Write each line exactly as it stands, from the line containing "the white pearl." through the end of the data.

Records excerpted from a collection
=== Begin Enclosure ===

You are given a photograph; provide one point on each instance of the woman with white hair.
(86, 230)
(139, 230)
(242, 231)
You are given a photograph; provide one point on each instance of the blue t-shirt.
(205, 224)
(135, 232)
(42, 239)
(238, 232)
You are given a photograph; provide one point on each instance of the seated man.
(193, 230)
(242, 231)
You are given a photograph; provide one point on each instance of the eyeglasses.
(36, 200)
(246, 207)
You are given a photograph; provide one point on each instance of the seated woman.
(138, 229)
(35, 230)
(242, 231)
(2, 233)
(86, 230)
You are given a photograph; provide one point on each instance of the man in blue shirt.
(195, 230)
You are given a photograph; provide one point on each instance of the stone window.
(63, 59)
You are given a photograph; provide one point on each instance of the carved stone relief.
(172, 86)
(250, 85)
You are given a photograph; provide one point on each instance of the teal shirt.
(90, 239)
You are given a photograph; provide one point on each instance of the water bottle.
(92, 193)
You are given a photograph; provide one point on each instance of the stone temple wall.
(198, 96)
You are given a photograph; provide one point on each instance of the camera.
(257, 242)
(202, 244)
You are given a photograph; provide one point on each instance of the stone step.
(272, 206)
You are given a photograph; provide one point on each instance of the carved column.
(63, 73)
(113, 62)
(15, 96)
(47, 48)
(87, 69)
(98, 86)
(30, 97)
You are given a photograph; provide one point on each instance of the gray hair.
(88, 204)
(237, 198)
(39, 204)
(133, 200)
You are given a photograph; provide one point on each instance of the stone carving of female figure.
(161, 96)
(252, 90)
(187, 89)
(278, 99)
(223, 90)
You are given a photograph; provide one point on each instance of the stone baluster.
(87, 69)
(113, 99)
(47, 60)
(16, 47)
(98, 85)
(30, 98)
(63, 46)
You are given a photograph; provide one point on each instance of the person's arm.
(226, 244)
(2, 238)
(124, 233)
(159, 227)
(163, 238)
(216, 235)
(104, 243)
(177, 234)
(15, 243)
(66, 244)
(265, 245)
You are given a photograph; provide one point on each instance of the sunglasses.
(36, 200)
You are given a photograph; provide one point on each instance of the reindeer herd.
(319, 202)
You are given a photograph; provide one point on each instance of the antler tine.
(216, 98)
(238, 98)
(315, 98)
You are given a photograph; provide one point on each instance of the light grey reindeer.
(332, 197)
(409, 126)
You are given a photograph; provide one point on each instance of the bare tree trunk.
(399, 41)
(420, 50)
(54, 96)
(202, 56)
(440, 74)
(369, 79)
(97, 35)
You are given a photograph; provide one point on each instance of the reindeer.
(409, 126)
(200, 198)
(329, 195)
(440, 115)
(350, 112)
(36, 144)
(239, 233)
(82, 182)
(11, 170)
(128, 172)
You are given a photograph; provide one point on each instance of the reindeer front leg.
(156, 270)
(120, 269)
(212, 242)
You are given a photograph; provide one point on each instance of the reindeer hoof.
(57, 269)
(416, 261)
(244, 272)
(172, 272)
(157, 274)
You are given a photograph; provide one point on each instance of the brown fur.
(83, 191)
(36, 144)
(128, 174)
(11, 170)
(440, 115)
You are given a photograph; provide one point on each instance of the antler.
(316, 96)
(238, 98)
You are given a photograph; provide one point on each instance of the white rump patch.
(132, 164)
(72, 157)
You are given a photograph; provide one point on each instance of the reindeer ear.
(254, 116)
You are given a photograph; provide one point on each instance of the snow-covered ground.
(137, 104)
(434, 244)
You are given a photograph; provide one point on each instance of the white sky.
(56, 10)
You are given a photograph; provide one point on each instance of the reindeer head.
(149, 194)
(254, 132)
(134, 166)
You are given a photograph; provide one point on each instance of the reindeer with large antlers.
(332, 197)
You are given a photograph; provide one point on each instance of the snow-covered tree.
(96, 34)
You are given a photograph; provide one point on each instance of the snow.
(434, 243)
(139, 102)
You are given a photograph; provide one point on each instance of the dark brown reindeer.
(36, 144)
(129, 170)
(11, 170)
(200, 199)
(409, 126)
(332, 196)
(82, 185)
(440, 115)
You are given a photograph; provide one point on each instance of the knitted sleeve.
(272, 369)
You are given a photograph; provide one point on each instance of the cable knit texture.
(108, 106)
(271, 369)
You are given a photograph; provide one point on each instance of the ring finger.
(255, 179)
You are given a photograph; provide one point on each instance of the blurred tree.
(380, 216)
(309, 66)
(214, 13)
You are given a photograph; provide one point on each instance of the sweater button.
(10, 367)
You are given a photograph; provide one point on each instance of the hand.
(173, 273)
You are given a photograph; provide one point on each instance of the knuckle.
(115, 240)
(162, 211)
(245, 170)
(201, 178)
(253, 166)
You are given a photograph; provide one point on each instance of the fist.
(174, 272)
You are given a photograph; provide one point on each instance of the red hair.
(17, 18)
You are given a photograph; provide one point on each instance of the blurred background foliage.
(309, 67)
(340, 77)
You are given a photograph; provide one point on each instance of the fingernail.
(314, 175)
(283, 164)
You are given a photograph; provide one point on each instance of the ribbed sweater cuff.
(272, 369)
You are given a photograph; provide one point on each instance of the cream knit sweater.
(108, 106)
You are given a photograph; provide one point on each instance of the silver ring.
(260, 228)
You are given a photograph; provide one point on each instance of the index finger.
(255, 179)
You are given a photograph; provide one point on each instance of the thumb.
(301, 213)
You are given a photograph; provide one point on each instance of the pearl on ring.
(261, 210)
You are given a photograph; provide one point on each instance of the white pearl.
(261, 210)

=== End Enclosure ===

YOUR RESPONSE:
You are given a photograph; provide one point on each instance of the white pearl.
(261, 210)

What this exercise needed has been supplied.